(Exercise materials)
** BEGIN **
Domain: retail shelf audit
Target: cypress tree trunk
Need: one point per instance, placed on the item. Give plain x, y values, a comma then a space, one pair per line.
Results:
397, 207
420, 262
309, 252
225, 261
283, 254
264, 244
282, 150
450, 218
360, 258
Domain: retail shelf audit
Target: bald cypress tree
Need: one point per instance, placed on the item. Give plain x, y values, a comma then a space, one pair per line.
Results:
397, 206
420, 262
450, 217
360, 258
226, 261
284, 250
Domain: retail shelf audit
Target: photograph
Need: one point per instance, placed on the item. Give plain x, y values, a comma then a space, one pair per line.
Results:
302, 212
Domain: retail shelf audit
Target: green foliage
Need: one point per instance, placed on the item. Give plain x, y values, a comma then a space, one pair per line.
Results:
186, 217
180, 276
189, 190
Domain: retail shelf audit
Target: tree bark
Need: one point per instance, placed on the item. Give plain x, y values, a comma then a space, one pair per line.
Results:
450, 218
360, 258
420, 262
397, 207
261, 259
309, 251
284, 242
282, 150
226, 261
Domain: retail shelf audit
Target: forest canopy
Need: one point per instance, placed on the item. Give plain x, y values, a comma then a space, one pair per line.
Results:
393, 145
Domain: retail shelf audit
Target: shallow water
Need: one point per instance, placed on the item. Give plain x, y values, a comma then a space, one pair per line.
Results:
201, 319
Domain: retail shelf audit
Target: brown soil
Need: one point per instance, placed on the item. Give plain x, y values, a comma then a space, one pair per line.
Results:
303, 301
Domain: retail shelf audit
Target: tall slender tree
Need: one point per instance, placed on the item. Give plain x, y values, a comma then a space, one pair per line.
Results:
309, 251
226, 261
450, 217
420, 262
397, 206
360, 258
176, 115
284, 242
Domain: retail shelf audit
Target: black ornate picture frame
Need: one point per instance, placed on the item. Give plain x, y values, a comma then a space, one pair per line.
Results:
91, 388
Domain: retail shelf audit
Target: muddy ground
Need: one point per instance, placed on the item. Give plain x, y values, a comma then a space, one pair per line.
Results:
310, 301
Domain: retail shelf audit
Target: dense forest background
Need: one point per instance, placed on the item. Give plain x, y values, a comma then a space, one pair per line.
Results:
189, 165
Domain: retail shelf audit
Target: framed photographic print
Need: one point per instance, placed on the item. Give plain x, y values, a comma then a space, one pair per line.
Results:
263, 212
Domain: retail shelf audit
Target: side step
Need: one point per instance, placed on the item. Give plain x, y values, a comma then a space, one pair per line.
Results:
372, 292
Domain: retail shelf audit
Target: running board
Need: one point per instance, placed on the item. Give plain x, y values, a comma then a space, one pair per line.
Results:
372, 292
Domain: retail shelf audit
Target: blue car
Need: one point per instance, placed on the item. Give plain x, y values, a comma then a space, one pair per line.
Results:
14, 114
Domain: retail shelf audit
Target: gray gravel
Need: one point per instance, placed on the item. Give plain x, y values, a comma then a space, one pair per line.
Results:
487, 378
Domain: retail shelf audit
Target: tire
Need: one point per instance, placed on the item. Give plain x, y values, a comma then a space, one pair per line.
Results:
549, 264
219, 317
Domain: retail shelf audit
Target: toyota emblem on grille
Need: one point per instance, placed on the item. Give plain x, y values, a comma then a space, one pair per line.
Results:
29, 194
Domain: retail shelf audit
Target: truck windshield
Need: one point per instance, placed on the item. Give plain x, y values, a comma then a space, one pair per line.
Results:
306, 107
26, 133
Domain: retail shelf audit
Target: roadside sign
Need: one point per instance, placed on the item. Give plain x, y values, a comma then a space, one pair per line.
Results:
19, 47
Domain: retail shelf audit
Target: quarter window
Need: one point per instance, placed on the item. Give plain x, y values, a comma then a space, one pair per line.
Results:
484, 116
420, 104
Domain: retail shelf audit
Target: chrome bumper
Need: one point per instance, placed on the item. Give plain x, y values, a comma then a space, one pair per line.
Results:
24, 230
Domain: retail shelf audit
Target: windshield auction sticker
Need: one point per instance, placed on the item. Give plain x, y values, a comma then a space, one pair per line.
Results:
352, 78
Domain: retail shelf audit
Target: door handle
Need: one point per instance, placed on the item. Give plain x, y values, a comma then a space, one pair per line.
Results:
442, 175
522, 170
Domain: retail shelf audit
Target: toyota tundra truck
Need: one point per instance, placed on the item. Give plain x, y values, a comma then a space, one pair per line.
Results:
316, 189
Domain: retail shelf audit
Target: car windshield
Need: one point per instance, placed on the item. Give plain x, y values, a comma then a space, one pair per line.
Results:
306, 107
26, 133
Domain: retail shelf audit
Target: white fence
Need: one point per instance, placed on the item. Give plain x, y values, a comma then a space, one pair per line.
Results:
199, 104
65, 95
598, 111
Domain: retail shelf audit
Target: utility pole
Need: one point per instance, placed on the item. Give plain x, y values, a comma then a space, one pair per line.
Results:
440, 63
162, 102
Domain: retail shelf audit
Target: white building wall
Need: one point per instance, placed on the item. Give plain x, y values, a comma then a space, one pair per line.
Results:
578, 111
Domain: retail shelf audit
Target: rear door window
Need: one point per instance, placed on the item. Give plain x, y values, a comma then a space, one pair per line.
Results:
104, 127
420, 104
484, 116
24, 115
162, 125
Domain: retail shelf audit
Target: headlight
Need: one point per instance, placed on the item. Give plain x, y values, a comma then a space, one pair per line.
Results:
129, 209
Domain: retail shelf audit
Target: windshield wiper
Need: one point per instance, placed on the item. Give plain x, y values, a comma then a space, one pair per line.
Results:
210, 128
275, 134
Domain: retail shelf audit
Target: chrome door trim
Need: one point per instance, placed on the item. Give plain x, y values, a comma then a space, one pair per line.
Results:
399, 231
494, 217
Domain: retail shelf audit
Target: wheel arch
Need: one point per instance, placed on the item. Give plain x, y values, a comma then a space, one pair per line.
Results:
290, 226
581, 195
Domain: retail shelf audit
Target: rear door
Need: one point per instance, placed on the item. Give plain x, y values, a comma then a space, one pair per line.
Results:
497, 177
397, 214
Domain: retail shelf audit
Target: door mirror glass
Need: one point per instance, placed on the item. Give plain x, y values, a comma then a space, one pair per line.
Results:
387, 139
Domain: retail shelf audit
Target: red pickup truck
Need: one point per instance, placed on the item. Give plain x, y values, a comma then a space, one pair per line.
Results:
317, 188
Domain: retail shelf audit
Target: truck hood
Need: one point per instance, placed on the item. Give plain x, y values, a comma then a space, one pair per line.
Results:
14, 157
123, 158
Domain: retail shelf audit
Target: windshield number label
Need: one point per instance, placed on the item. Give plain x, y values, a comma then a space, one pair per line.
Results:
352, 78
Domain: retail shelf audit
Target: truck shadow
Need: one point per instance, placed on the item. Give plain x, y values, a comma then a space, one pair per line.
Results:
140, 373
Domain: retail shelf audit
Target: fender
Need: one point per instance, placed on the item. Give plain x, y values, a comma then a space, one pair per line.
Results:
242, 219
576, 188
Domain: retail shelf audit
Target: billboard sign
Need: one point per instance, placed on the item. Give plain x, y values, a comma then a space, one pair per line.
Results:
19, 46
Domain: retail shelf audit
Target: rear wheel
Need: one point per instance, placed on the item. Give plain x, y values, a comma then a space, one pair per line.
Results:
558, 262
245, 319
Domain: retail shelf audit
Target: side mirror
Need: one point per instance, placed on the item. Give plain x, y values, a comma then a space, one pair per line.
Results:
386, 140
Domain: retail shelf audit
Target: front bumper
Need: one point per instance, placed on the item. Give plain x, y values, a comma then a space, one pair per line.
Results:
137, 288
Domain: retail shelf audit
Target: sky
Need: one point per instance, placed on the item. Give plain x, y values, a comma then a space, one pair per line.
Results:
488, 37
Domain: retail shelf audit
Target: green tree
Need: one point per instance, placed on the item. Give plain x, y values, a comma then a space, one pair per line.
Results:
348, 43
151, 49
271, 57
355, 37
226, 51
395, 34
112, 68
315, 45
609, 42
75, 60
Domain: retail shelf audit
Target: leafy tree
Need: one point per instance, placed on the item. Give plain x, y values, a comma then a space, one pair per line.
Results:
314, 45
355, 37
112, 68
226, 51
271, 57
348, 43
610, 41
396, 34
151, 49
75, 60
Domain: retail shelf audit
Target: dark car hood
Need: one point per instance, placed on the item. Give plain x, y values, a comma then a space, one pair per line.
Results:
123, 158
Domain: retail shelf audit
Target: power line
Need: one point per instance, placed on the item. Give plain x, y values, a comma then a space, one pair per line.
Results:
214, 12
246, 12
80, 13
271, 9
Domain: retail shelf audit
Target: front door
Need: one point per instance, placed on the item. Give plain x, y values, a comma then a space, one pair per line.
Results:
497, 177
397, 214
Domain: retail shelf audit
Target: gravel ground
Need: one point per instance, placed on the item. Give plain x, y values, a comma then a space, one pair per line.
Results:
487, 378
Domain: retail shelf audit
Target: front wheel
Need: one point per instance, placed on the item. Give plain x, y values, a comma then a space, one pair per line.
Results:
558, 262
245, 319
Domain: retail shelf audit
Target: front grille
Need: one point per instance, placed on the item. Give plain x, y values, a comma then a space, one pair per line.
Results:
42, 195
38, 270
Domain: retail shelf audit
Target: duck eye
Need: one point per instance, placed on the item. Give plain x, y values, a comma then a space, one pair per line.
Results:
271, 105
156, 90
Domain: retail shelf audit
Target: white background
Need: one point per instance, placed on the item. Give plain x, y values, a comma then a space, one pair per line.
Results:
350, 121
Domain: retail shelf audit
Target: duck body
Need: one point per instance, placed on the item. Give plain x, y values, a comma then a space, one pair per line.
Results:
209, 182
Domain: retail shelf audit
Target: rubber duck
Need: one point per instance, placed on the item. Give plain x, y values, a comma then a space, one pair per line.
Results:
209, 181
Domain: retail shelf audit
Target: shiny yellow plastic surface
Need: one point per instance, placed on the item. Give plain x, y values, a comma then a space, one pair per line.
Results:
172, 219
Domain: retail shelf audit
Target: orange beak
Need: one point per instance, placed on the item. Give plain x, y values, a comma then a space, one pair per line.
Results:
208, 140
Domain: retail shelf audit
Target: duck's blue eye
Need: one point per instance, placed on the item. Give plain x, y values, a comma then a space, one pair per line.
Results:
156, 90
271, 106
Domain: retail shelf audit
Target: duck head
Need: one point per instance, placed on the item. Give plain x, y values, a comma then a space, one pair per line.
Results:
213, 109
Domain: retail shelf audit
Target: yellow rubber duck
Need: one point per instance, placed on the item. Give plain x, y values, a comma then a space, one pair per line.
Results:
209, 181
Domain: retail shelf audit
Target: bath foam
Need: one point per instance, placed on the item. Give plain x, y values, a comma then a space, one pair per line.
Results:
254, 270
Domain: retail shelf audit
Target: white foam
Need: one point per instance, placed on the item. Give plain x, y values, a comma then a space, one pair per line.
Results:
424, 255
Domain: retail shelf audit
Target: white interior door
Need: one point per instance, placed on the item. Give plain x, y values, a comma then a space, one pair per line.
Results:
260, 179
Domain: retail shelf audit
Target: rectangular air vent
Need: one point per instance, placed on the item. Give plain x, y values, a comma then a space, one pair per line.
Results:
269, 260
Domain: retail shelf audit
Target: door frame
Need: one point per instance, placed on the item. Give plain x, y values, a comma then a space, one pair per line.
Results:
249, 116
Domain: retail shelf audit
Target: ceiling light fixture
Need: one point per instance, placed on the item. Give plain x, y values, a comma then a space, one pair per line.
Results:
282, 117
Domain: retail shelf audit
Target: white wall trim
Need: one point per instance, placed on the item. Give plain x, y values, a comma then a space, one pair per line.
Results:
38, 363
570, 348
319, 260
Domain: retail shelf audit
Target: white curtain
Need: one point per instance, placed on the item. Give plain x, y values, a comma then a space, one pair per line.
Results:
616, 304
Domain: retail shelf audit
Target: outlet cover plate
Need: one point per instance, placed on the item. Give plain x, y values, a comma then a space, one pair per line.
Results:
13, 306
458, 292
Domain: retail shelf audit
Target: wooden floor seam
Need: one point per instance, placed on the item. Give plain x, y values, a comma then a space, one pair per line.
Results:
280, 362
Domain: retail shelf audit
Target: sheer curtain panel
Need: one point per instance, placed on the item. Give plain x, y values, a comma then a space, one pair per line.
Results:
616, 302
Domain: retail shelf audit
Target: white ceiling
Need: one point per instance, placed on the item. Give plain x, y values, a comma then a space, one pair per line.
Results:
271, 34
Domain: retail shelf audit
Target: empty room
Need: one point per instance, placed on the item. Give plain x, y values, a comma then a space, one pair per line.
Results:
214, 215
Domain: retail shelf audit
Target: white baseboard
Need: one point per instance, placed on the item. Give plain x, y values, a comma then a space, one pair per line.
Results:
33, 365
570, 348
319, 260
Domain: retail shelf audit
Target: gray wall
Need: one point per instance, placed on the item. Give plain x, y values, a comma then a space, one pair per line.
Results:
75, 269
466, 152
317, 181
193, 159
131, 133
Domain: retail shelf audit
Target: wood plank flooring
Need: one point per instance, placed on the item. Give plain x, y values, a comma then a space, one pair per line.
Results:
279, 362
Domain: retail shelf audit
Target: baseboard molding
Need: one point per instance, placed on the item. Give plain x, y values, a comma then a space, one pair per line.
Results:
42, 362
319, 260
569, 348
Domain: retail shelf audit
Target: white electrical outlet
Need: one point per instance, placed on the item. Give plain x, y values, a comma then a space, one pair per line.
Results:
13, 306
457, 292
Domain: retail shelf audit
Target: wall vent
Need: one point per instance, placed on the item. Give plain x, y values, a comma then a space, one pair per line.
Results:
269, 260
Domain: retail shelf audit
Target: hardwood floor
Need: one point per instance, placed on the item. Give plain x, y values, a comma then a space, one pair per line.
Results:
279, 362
** END **
(Exercise requirements) State how many lines in the entries above contain the word "curtain". Give only the number.

(Complete response) 2